Task to carry out: Swap each occurrence of "screenshot" in the data below for "image", and reproduce the data with everything else left as is.

Materials provided:
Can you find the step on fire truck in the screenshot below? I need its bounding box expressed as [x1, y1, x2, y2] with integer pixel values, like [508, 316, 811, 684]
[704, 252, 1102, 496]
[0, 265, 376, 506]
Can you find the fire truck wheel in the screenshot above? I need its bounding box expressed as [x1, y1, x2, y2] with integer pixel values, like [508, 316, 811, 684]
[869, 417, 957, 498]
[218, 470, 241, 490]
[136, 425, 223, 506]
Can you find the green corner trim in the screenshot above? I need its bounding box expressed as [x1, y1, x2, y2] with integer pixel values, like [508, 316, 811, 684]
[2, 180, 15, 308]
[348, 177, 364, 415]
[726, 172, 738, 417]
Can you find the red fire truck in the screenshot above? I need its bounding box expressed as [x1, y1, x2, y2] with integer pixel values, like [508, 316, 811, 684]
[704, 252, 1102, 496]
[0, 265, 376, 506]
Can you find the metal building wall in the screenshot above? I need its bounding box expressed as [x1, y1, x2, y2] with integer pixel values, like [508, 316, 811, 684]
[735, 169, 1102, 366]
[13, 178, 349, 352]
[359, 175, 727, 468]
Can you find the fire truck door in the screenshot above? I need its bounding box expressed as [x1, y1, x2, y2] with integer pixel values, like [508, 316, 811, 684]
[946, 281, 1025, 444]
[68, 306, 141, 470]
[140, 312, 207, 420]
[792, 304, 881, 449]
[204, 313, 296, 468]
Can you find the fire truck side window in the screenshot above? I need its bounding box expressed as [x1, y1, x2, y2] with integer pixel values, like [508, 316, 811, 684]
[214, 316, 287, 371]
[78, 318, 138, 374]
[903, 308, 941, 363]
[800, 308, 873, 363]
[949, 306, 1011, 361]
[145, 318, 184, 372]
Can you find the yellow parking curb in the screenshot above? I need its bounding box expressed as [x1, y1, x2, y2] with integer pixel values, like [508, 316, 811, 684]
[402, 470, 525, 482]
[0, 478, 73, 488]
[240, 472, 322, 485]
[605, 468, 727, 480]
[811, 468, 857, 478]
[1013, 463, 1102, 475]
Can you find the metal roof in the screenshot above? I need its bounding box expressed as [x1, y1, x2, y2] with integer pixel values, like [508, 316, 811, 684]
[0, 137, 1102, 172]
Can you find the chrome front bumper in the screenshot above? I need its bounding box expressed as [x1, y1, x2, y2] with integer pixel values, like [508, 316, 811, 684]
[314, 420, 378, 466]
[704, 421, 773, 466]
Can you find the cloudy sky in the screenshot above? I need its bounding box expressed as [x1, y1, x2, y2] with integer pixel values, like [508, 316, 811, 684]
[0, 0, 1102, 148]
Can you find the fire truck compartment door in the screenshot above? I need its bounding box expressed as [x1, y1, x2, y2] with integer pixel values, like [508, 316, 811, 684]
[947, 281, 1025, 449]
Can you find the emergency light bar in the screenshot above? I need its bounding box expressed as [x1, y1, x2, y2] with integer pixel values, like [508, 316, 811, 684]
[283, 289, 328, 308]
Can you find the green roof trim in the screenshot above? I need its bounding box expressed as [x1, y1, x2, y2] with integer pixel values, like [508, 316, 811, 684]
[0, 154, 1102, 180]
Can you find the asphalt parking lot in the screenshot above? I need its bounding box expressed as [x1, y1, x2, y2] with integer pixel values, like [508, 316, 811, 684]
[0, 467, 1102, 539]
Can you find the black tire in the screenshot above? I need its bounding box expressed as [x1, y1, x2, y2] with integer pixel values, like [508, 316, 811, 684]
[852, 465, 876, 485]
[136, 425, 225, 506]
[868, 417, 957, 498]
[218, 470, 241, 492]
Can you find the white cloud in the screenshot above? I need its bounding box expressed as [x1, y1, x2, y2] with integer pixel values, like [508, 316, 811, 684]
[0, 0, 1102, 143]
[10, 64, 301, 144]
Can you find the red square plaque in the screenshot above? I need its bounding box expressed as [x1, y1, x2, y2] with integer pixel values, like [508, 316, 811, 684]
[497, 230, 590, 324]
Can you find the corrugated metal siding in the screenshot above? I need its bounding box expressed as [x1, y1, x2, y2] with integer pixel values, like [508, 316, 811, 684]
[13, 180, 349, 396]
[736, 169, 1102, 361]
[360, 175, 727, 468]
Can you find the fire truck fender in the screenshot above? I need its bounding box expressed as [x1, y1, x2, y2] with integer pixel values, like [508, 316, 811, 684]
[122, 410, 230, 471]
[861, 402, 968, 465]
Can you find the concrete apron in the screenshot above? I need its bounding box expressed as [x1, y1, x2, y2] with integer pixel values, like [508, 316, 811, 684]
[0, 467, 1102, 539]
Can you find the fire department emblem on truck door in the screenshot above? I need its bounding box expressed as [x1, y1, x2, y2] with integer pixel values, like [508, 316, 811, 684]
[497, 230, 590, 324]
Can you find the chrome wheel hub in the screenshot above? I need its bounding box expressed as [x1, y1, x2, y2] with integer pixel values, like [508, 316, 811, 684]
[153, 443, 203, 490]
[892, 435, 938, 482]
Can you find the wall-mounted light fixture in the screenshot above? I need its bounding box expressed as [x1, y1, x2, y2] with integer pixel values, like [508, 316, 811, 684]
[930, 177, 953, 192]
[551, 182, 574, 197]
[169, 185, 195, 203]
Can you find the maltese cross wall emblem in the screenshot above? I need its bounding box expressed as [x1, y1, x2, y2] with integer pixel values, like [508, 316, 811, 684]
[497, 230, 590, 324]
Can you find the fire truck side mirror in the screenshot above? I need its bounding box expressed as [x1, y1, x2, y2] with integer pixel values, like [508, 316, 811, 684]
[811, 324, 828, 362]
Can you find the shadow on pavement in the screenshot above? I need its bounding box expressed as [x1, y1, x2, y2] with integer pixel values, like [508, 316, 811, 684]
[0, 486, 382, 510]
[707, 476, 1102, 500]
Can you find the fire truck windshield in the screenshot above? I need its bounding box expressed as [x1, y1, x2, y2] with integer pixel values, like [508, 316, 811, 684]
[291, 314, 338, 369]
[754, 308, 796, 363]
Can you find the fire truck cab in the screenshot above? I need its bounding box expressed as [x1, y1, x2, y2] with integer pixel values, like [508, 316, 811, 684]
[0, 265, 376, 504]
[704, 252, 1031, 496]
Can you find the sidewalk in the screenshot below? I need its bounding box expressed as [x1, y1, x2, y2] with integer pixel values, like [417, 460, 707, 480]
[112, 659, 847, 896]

Problem solution:
Can you find the step on fire truck in the image below? I need its bounding box expressed as [x1, y1, x2, y2] with integer pixel values, like [508, 316, 811, 684]
[704, 252, 1102, 496]
[0, 265, 376, 506]
Can you find the fire truck wheel in the image above? I need its bounding box expressed as [x1, y1, x2, y2] with integer pixel values, like [508, 316, 811, 684]
[869, 417, 957, 498]
[218, 470, 241, 490]
[136, 425, 223, 506]
Can you find the green corner trim in the image above? I need its bounding box expressed as [x1, y1, x2, y2] with integer pixel values, like [508, 316, 811, 684]
[2, 180, 15, 308]
[348, 177, 364, 415]
[726, 172, 738, 417]
Can you find the red fire truck in the image above? I need its bounding box expressed as [x1, y1, x2, y2] with integer pixel values, like [508, 316, 811, 684]
[704, 252, 1102, 496]
[0, 265, 376, 506]
Can you find the metal building wall in the image above? I need its bounding box expressed as [x1, y1, x2, y2] with integer pixel values, like [508, 316, 811, 684]
[735, 169, 1102, 366]
[13, 178, 349, 352]
[359, 175, 727, 468]
Can you find the fire truck door in the image above? I need its bounding box expressed as [x1, y1, x2, y2] with integer pixel values, like [508, 316, 811, 684]
[946, 281, 1025, 444]
[68, 306, 141, 470]
[140, 312, 207, 420]
[792, 304, 881, 449]
[204, 313, 296, 468]
Can you find the fire truck side window in the image above? I need its bounding box expressed as [x1, y1, x2, y2] with integer pixel values, like [508, 316, 811, 684]
[214, 316, 287, 371]
[78, 318, 138, 374]
[903, 308, 941, 363]
[800, 308, 873, 363]
[949, 306, 1011, 361]
[145, 318, 184, 372]
Can you find the yellow parking curb in the image above? I need its bounding box expressed as [x1, y1, x2, y2] with integer pixel values, like [508, 316, 811, 684]
[402, 470, 525, 482]
[0, 478, 73, 488]
[240, 472, 322, 485]
[605, 468, 727, 480]
[811, 468, 857, 478]
[1013, 463, 1102, 475]
Can you find the metal roof in the image above? I need its bounding box expressed as [x1, y1, x2, y2] with integer pixel values, like [508, 316, 811, 684]
[0, 137, 1102, 172]
Can you find the chrome front bumper in the image above? I need its bounding box expressed as [x1, y1, x2, y2] with integer pixel values, like [508, 316, 811, 684]
[314, 420, 378, 466]
[704, 421, 773, 466]
Can you find the cloudy sky in the image above? I need its bounding box expressed as [x1, y1, x2, y2] with integer pixel values, like [508, 316, 811, 684]
[0, 0, 1102, 148]
Can you find the fire truck compartment door in the image above? I need its bounding box expressed as [x1, y1, x2, y2] with integer pixel values, like [508, 316, 811, 684]
[947, 281, 1025, 449]
Can you find the emergency light bar in the image above? I need its bounding box expressed as [x1, y1, x2, y2] with integer pixel values, like [508, 316, 811, 684]
[283, 289, 328, 308]
Can you find the green roof trim in the image above? I need its bounding box expressed as [x1, y1, x2, y2] with integer pixel values, like [508, 316, 811, 684]
[0, 154, 1102, 180]
Can you find the asphalt parking lot in the image above? I need its bounding box expressed as [x1, y1, x2, y2] with integer pixel values, like [508, 316, 811, 684]
[0, 467, 1102, 539]
Can you find the black tire in the image above? I need its bounding box expressed as [x1, y1, x2, y2] with integer pixel values, like [508, 316, 811, 684]
[852, 465, 876, 485]
[136, 425, 225, 506]
[868, 417, 957, 498]
[218, 470, 241, 492]
Can you find the white cloud in the image above? I need its bounding box expressed as [x1, y1, x2, y2] with integer pixel values, like [508, 316, 811, 684]
[0, 0, 1102, 143]
[10, 64, 301, 144]
Can you find the red square plaque in the image above? I need its bounding box expressed as [x1, y1, x2, y2] with integer pixel values, like [508, 316, 811, 684]
[497, 230, 590, 324]
Can you find the corrugated metal siding in the image above? I need its bounding box expressed as [x1, y1, x2, y2] with integer pixel values, like [508, 316, 811, 684]
[13, 180, 349, 396]
[736, 169, 1102, 361]
[360, 175, 727, 468]
Can you find the fire truck fender in the image above? I need its bounding box expressed as [x1, y1, x2, y2] with integer pixel values, like [508, 316, 811, 684]
[122, 410, 230, 471]
[861, 402, 968, 465]
Can you find the concrete apron in the image above? I need its bounding box expressed as [x1, y1, x2, y2] with integer pixel values, like [508, 316, 811, 684]
[0, 467, 1102, 539]
Can you find the fire department emblem on truck door in the image above? I need its bounding box expressed as [x1, y1, x2, y2] with integer pixel values, like [508, 316, 811, 684]
[497, 230, 590, 324]
Can you find the chrome wheel hub in the image above? I need its bounding box expressed as [x1, y1, x2, y2] with integer pixel values, like [508, 316, 811, 684]
[153, 443, 203, 490]
[892, 435, 938, 482]
Can you find the wall-mounted light fixture in the image above? I need its bounding box expressed as [x1, y1, x2, y2] with integer pixel values, like [508, 316, 811, 684]
[930, 177, 953, 192]
[551, 182, 574, 197]
[169, 185, 195, 203]
Can you find the maltese cross wall emblem in the image above? I need its bounding box expressed as [x1, y1, x2, y2] with integer pixel values, like [508, 316, 811, 684]
[497, 230, 590, 324]
Can you find the fire truck side mirror in the image above? I need its bounding box expressed as [x1, y1, x2, y2] with integer pixel values, like [508, 316, 811, 684]
[811, 324, 828, 362]
Can you find the shadow on pavement in the image above? I need its bounding box expressed as [x1, y1, x2, y2] with integer pixel values, like [508, 316, 811, 684]
[0, 486, 382, 510]
[707, 476, 1102, 500]
Can you find the fire truck windshield in the image above? I need its bounding box expressed as [x1, y1, x2, y2] with integer pixel values, like [508, 316, 811, 684]
[291, 314, 338, 369]
[754, 308, 796, 363]
Can you find the fire truck cab in the image above? I need its bounding box expressed as [x1, y1, x2, y2] with integer pixel values, like [508, 316, 811, 684]
[0, 265, 376, 504]
[704, 252, 1031, 496]
Can you find the sidewalk in the image below? I need its bounding box expressed as [x1, y1, x2, y2] with integer pixel values, like [417, 460, 707, 480]
[112, 659, 847, 896]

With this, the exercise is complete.